# EXERCISE
Put the lines of the rows below into a JSON list of strings, one string per line, from the line containing "Where can you find the person wearing hat" through the end of the rows. Leave out blank lines and the pictures.

+++ RECORD LIST

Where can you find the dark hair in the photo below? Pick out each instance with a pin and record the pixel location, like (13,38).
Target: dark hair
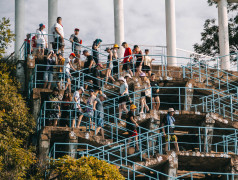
(59,18)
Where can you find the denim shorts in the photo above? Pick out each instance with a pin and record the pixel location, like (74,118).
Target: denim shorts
(48,76)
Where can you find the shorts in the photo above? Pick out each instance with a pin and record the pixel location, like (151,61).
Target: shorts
(126,66)
(42,46)
(58,43)
(100,122)
(138,64)
(146,68)
(123,99)
(48,76)
(172,138)
(134,133)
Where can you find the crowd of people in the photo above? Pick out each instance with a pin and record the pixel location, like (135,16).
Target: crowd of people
(134,64)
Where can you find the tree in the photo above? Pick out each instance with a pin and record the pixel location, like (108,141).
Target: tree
(85,168)
(210,36)
(6,35)
(16,126)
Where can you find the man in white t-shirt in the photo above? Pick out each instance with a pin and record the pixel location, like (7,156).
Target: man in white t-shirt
(68,65)
(78,110)
(40,38)
(59,35)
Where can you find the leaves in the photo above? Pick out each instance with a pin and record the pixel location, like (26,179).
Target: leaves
(6,35)
(85,168)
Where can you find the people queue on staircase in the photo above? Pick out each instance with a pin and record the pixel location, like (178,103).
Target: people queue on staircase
(93,77)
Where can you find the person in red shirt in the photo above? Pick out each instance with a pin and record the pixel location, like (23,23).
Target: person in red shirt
(127,59)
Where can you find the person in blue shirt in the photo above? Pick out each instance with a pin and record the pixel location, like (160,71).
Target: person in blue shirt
(168,131)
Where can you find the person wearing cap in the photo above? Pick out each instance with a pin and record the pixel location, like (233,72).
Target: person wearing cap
(60,71)
(155,92)
(127,59)
(48,74)
(88,64)
(95,46)
(131,125)
(68,65)
(59,36)
(145,92)
(54,108)
(139,59)
(124,97)
(146,66)
(76,43)
(109,65)
(167,125)
(99,113)
(89,104)
(40,37)
(66,109)
(97,76)
(78,111)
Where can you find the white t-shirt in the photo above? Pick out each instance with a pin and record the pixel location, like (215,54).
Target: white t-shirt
(60,29)
(123,87)
(77,96)
(40,36)
(66,64)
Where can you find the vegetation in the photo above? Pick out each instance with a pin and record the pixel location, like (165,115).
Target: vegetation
(6,35)
(85,168)
(210,36)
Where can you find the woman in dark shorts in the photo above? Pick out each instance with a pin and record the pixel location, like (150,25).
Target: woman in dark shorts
(155,92)
(139,59)
(131,125)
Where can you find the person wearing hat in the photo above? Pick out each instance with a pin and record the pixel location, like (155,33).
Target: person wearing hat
(78,111)
(48,74)
(40,38)
(97,76)
(146,66)
(76,43)
(54,109)
(99,113)
(155,92)
(68,65)
(95,46)
(88,64)
(89,104)
(127,58)
(66,108)
(145,92)
(109,65)
(123,99)
(139,59)
(131,125)
(168,129)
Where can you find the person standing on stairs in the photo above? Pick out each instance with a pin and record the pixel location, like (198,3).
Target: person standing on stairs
(68,65)
(123,97)
(78,111)
(127,59)
(131,125)
(145,92)
(155,92)
(48,74)
(99,111)
(168,130)
(109,65)
(96,45)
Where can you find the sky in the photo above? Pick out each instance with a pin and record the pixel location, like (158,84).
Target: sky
(144,19)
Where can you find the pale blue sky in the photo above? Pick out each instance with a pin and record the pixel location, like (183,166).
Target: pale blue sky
(144,19)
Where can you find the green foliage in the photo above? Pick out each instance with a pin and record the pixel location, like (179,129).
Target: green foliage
(210,34)
(16,124)
(6,35)
(85,168)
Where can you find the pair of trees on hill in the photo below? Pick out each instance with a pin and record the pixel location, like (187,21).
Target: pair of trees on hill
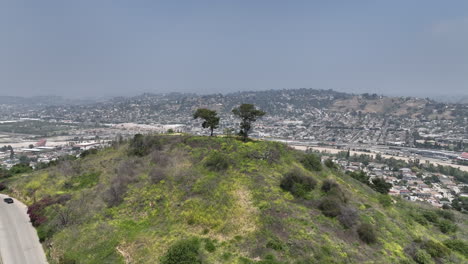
(246,112)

++++++

# WRITTEN REPLY
[
  "Where can you find the person wearing hat in the photo above? Pick out each instance with a pin and record the pixel location, like (155,33).",
  "Target: person wearing hat",
  "(78,111)",
  "(48,74)",
  "(40,38)",
  "(97,76)",
  "(146,66)",
  "(76,43)",
  "(54,109)",
  "(99,113)",
  "(155,92)",
  "(68,65)",
  "(95,46)",
  "(88,64)",
  "(89,104)",
  "(127,58)",
  "(66,108)",
  "(145,92)",
  "(109,65)",
  "(123,99)",
  "(139,59)",
  "(131,125)",
  "(168,129)",
  "Where can you find the person standing on stairs in the photo above? Pick out each instance with a pin and record the pixel location, like (198,3).",
  "Target: person standing on stairs",
  "(68,65)",
  "(123,97)",
  "(78,111)",
  "(127,59)",
  "(131,125)",
  "(145,92)",
  "(155,92)",
  "(48,74)",
  "(99,111)",
  "(168,130)",
  "(109,65)",
  "(96,45)",
  "Where can you find the sky in the photo above? Pick out each instance with a pin and record the pixel location, like (158,84).",
  "Target: sky",
  "(144,19)",
  "Where can you find the pale blue sky in the photo above? Pick out each instance with a pin and record the pixel location, like (183,166).",
  "Target: pale blue sky",
  "(144,19)",
  "Where can you find the green foliage in the photo above? Pick out each instance with a pin and record the pixel location, like (179,129).",
  "Target: green foliage",
  "(210,34)",
  "(16,124)",
  "(6,35)",
  "(85,168)",
  "Where can you find the pair of trees on hill in the photo below? Pick out each instance with a pin and record the pixel location, like (187,21).",
  "Target: pair of trees on hill",
  "(246,112)"
]